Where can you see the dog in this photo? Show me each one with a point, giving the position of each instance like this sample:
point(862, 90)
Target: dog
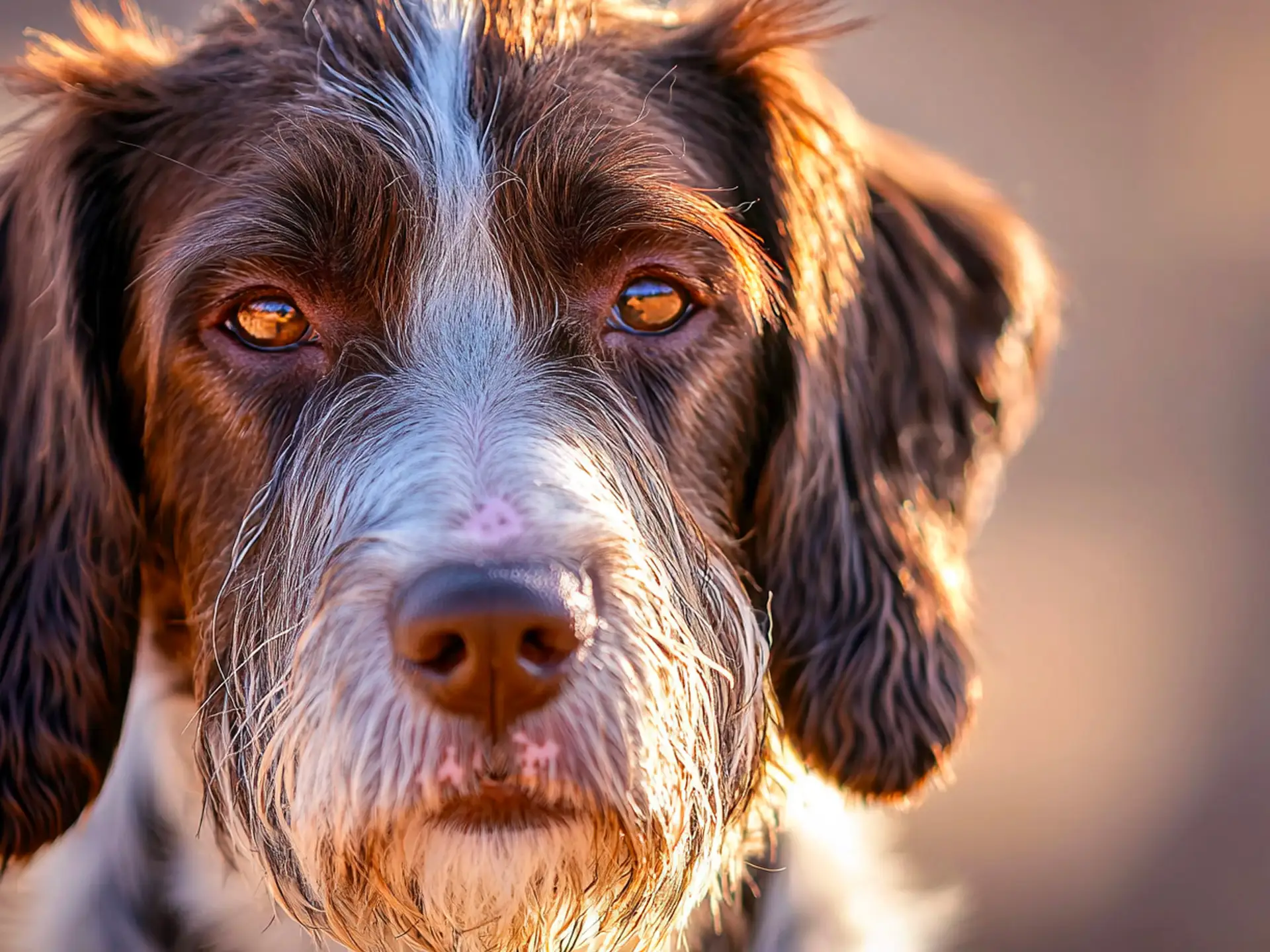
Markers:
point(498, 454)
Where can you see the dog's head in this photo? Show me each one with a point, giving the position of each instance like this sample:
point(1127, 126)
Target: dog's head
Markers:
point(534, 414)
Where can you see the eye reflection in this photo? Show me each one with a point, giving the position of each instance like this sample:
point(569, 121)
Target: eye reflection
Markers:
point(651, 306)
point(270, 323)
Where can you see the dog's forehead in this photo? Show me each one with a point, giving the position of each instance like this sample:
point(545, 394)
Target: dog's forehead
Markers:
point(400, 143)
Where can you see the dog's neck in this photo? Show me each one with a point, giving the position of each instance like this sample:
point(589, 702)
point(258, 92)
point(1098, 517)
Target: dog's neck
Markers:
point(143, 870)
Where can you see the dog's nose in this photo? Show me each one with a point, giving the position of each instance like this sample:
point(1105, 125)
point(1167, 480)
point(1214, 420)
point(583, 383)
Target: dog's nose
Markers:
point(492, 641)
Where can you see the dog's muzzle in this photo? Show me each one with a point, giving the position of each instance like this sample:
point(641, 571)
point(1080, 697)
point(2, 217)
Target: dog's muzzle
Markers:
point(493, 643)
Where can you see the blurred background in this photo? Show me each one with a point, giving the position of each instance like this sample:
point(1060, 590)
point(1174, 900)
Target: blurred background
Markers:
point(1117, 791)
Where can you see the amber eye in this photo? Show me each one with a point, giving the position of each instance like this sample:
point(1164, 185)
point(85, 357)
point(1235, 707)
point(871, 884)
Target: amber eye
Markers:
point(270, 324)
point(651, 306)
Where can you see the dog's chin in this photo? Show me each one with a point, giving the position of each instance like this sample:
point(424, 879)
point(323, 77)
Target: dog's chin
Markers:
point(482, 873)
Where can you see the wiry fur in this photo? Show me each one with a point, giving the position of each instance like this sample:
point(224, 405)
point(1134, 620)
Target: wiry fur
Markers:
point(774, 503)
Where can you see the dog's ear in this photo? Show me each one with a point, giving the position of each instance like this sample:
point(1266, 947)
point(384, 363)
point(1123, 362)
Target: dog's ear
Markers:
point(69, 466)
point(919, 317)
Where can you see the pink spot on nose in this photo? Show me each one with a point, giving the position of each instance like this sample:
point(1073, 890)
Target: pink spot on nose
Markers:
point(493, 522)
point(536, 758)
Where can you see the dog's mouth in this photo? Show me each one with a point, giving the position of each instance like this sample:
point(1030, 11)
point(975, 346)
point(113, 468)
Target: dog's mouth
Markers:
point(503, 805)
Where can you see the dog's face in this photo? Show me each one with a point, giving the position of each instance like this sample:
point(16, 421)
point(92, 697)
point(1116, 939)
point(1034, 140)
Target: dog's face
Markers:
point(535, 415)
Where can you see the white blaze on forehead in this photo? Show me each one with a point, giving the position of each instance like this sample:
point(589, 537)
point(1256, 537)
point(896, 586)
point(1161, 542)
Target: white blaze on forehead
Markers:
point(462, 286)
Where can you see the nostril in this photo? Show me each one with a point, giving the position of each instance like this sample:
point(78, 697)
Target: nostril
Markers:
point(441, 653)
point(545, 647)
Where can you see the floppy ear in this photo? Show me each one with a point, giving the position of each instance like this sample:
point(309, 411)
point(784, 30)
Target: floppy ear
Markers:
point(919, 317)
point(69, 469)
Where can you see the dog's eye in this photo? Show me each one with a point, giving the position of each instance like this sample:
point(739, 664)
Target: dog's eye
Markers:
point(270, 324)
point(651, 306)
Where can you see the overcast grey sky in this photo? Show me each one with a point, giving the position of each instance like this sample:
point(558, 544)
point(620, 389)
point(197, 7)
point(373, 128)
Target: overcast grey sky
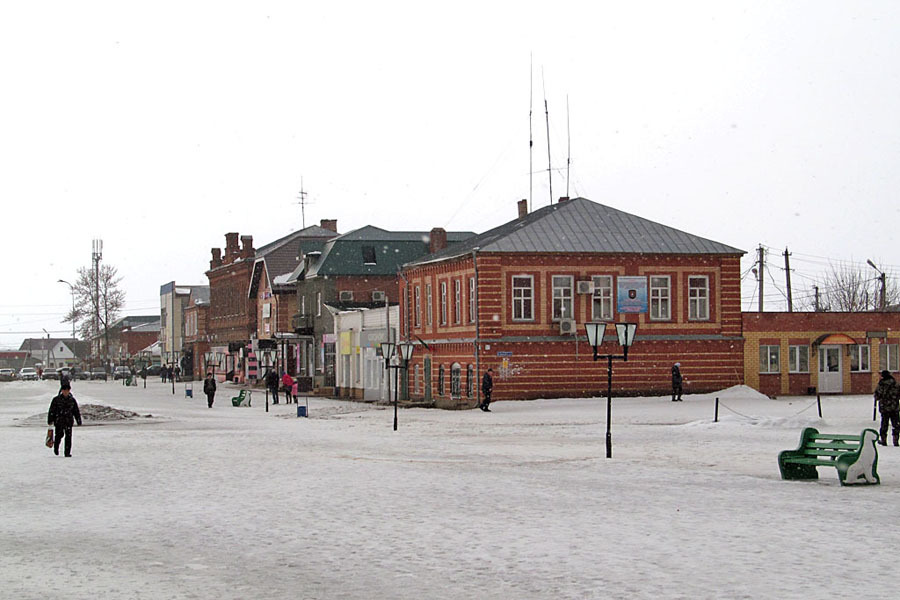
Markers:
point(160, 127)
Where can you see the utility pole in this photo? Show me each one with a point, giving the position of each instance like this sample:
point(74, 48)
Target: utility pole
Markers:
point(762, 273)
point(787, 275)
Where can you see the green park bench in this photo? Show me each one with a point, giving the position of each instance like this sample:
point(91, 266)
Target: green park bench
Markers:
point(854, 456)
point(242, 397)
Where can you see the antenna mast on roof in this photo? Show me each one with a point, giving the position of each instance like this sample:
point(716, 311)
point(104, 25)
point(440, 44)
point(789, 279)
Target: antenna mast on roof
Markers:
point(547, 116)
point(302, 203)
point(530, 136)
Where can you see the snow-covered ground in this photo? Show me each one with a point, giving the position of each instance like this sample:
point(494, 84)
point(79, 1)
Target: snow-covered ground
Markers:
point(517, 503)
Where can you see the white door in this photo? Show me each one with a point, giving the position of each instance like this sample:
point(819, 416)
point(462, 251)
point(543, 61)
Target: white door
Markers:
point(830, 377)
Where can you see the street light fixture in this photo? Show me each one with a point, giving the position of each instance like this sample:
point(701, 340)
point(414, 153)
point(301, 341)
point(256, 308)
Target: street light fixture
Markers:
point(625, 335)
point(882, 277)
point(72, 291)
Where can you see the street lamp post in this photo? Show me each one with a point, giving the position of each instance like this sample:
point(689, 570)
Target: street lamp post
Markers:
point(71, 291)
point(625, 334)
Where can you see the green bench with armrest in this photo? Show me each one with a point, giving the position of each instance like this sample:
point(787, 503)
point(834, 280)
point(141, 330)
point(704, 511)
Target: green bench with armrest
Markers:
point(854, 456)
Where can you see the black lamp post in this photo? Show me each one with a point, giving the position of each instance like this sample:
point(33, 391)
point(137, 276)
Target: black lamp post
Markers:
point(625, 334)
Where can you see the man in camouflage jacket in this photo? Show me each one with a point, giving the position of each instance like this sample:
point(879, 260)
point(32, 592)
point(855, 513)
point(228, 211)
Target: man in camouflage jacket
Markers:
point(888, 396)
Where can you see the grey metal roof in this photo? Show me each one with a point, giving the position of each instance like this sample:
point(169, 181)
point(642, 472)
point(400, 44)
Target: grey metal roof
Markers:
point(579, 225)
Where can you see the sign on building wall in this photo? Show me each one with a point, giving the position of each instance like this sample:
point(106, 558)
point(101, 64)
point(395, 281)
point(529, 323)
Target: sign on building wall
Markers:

### WORK REQUIRED
Convert every line of the data above into a Markdown table with the columns Row and Data line, numbering the rows and skipping blank lines. Omit the pictures.

### EXERCISE SOLUTION
| Row | Data line |
|---|---|
| 1 | Where can you see the dog in this photo? Show me each one with a point, giving the position of each instance like this sample: |
| 2 | point(862, 90) |
| 3 | Target: dog |
| 4 | Markers: |
| 5 | point(498, 454) |
| 6 | Where can you see the dog's head in this photo? Show me each one with a point, giving the position of each instance like this sample: |
| 7 | point(1127, 126) |
| 8 | Target: dog's head |
| 9 | Markers: |
| 10 | point(534, 414) |
| 11 | Where can you see the eye reflection in this photo? Show me each one with a point, giving the position of each instance like this sample: |
| 12 | point(569, 121) |
| 13 | Target: eye reflection |
| 14 | Markers: |
| 15 | point(651, 306) |
| 16 | point(270, 323) |
| 17 | Where can you see the dog's forehead in this photo? Show me each one with a point, giving the position of each instance like this sample: |
| 18 | point(545, 394) |
| 19 | Target: dog's forehead |
| 20 | Markers: |
| 21 | point(400, 143) |
| 22 | Where can you see the dog's neck in this photo? Show me each one with a point, giving the position of each instance like this sample: |
| 23 | point(589, 702) |
| 24 | point(258, 92) |
| 25 | point(1098, 517) |
| 26 | Target: dog's neck |
| 27 | Markers: |
| 28 | point(143, 870) |
| 29 | Where can you see the dog's nose in this photo? Show me each one with a point, giving the position of each instance like this sample: |
| 30 | point(1105, 125) |
| 31 | point(1167, 480) |
| 32 | point(1214, 420) |
| 33 | point(583, 383) |
| 34 | Target: dog's nose |
| 35 | Markers: |
| 36 | point(492, 641) |
| 37 | Where can you see the dog's muzzle in this photo? Show me each one with a point, giving the position of each instance like this sample: |
| 38 | point(641, 571) |
| 39 | point(1080, 697) |
| 40 | point(2, 217) |
| 41 | Target: dog's muzzle |
| 42 | Markers: |
| 43 | point(493, 643) |
| 44 | Where can you see the blurred background in this photo? Show me each one with a point, giving the position of each instance like this sample: |
| 45 | point(1060, 590) |
| 46 | point(1174, 900) |
| 47 | Target: blurred background |
| 48 | Markers: |
| 49 | point(1117, 791) |
| 50 | Where can you see the amber eye in this photo? Show me each one with a point, giving the position of each instance like this sample: |
| 51 | point(1164, 185) |
| 52 | point(85, 357) |
| 53 | point(1235, 707) |
| 54 | point(871, 884) |
| 55 | Target: amber eye |
| 56 | Markers: |
| 57 | point(270, 324) |
| 58 | point(651, 306) |
| 59 | Where can you see the dog's chin in this photo? Show me each one with a point, giving the position of each instance like this sample: |
| 60 | point(424, 879) |
| 61 | point(323, 77) |
| 62 | Target: dog's chin |
| 63 | Markers: |
| 64 | point(482, 873) |
| 65 | Where can you see the wiry fur in this photo? Show me each one with a point, giving the position of each instance like this sample: |
| 66 | point(224, 405) |
| 67 | point(1134, 620) |
| 68 | Target: wiry fur |
| 69 | Markers: |
| 70 | point(774, 503) |
| 71 | Where can you see the dog's ear in this photo? Show me each one with a point, giving the position of each instance like this sample: |
| 72 | point(1266, 947) |
| 73 | point(384, 363) |
| 74 | point(1123, 362) |
| 75 | Target: dog's ear |
| 76 | Markers: |
| 77 | point(69, 466) |
| 78 | point(919, 317) |
| 79 | Where can you see the pink spot on nose in this photo? Show me each one with a point, giving the position of each instance like this sample: |
| 80 | point(1073, 890) |
| 81 | Target: pink spot on nose |
| 82 | Markers: |
| 83 | point(493, 522) |
| 84 | point(536, 758) |
| 85 | Where can you see the dog's mouth in this photo? Show me each one with a point, giving the position of each instance like this sample: |
| 86 | point(1030, 11) |
| 87 | point(975, 346) |
| 88 | point(113, 468) |
| 89 | Target: dog's mouth |
| 90 | Markers: |
| 91 | point(503, 805) |
| 92 | Where can you see the dog's face in this photo? Show me each one with a point, giving the position of each instance like this sample: |
| 93 | point(16, 421) |
| 94 | point(92, 697) |
| 95 | point(1116, 939) |
| 96 | point(1034, 140) |
| 97 | Target: dog's face |
| 98 | Markers: |
| 99 | point(535, 415) |
| 100 | Where can you see the white blaze on forehead in this photo? Show me each one with a point, giving the position of each instance like this sample: |
| 101 | point(589, 537) |
| 102 | point(1256, 537) |
| 103 | point(896, 586) |
| 104 | point(1161, 542) |
| 105 | Target: white blaze on forehead |
| 106 | Markers: |
| 107 | point(462, 286) |
| 108 | Where can you see the nostril in this photo? Show me each one with a point, giving the position of each instance like this sample: |
| 109 | point(78, 697) |
| 110 | Target: nostril |
| 111 | Markers: |
| 112 | point(441, 653) |
| 113 | point(545, 647) |
| 114 | Where can you see the floppy ear in this photo? Show me each one with a point, giving the position of each instance like this sample: |
| 115 | point(309, 411) |
| 116 | point(784, 30) |
| 117 | Target: floppy ear |
| 118 | Markers: |
| 119 | point(919, 317) |
| 120 | point(69, 469) |
| 121 | Where can you see the dog's eye in this photo? Show me each one with a point, giving the position of each instance like this sample: |
| 122 | point(739, 664) |
| 123 | Target: dog's eye |
| 124 | Markers: |
| 125 | point(270, 324) |
| 126 | point(651, 306) |
| 127 | Where can you see the overcast grey sky in this photo? Show me each one with a point, giving the position of each instance like this sample: |
| 128 | point(558, 544) |
| 129 | point(620, 389) |
| 130 | point(197, 7) |
| 131 | point(373, 128) |
| 132 | Target: overcast grey sky |
| 133 | Markers: |
| 134 | point(160, 127) |
| 135 | Where can you see the utility pole in this photo? Show me each one with a point, giving the position of each instance like this sample: |
| 136 | point(74, 48) |
| 137 | Target: utility pole |
| 138 | Markers: |
| 139 | point(762, 273) |
| 140 | point(787, 275) |
| 141 | Where can you see the green park bench in this photo? Show me each one with a point, giving the position of each instance like this sample: |
| 142 | point(91, 266) |
| 143 | Target: green park bench |
| 144 | Markers: |
| 145 | point(854, 456) |
| 146 | point(242, 397) |
| 147 | Where can you see the antenna mast on roof in this photo? Show me each one with a point, giving the position of each instance like this sample: |
| 148 | point(716, 311) |
| 149 | point(104, 25) |
| 150 | point(440, 44) |
| 151 | point(789, 279) |
| 152 | Target: antenna mast on roof |
| 153 | Markers: |
| 154 | point(547, 116) |
| 155 | point(302, 203) |
| 156 | point(530, 136) |
| 157 | Where can you see the snow-covered ground in this photo? Show me each one with a point, giving the position of each instance like this sample: |
| 158 | point(494, 84) |
| 159 | point(79, 1) |
| 160 | Target: snow-covered ground |
| 161 | Markers: |
| 162 | point(517, 503) |
| 163 | Where can you see the white door in this photo? Show me each one with a point, giving the position of each instance like this sample: |
| 164 | point(819, 416) |
| 165 | point(462, 251) |
| 166 | point(543, 61) |
| 167 | Target: white door |
| 168 | Markers: |
| 169 | point(830, 377) |
| 170 | Where can you see the street light fixture in this photo? Show me each one with a point, giving the position of each instance like this sample: |
| 171 | point(701, 340) |
| 172 | point(414, 153) |
| 173 | point(301, 341) |
| 174 | point(256, 308) |
| 175 | Target: street light fixture |
| 176 | Markers: |
| 177 | point(625, 335) |
| 178 | point(882, 277) |
| 179 | point(72, 291) |
| 180 | Where can you see the street lamp post in this photo? Show me each one with a point, giving the position of each instance like this sample: |
| 181 | point(689, 570) |
| 182 | Target: street lamp post |
| 183 | Markers: |
| 184 | point(71, 291) |
| 185 | point(625, 334) |
| 186 | Where can you see the green bench with armrest in this photo? Show me each one with a point, giving the position of each instance like this sample: |
| 187 | point(787, 503) |
| 188 | point(834, 280) |
| 189 | point(141, 330) |
| 190 | point(704, 511) |
| 191 | Target: green bench with armrest |
| 192 | Markers: |
| 193 | point(854, 456) |
| 194 | Where can you see the black lamp post in this photo? Show me each one with a point, giving the position of each instance like this sample: |
| 195 | point(33, 391) |
| 196 | point(137, 276) |
| 197 | Target: black lamp post |
| 198 | Markers: |
| 199 | point(625, 334) |
| 200 | Where can you see the man in camouflage jacket in this photo? Show me each one with a point, giving the position of each instance like this sample: |
| 201 | point(879, 260) |
| 202 | point(32, 592) |
| 203 | point(855, 513) |
| 204 | point(228, 211) |
| 205 | Target: man in camouflage jacket |
| 206 | Markers: |
| 207 | point(888, 396) |
| 208 | Where can you see the grey metal roof in this photo? Show me each one with a point, giving the position of each instance like this sample: |
| 209 | point(169, 181) |
| 210 | point(642, 472) |
| 211 | point(400, 44) |
| 212 | Target: grey metal roof |
| 213 | Markers: |
| 214 | point(579, 225) |
| 215 | Where can you see the sign on building wall in this photo? Show me each one with a point, giving the position of each instance like this sample: |
| 216 | point(106, 558) |
| 217 | point(101, 64) |
| 218 | point(395, 281) |
| 219 | point(529, 323) |
| 220 | Target: sign on building wall |
| 221 | Markers: |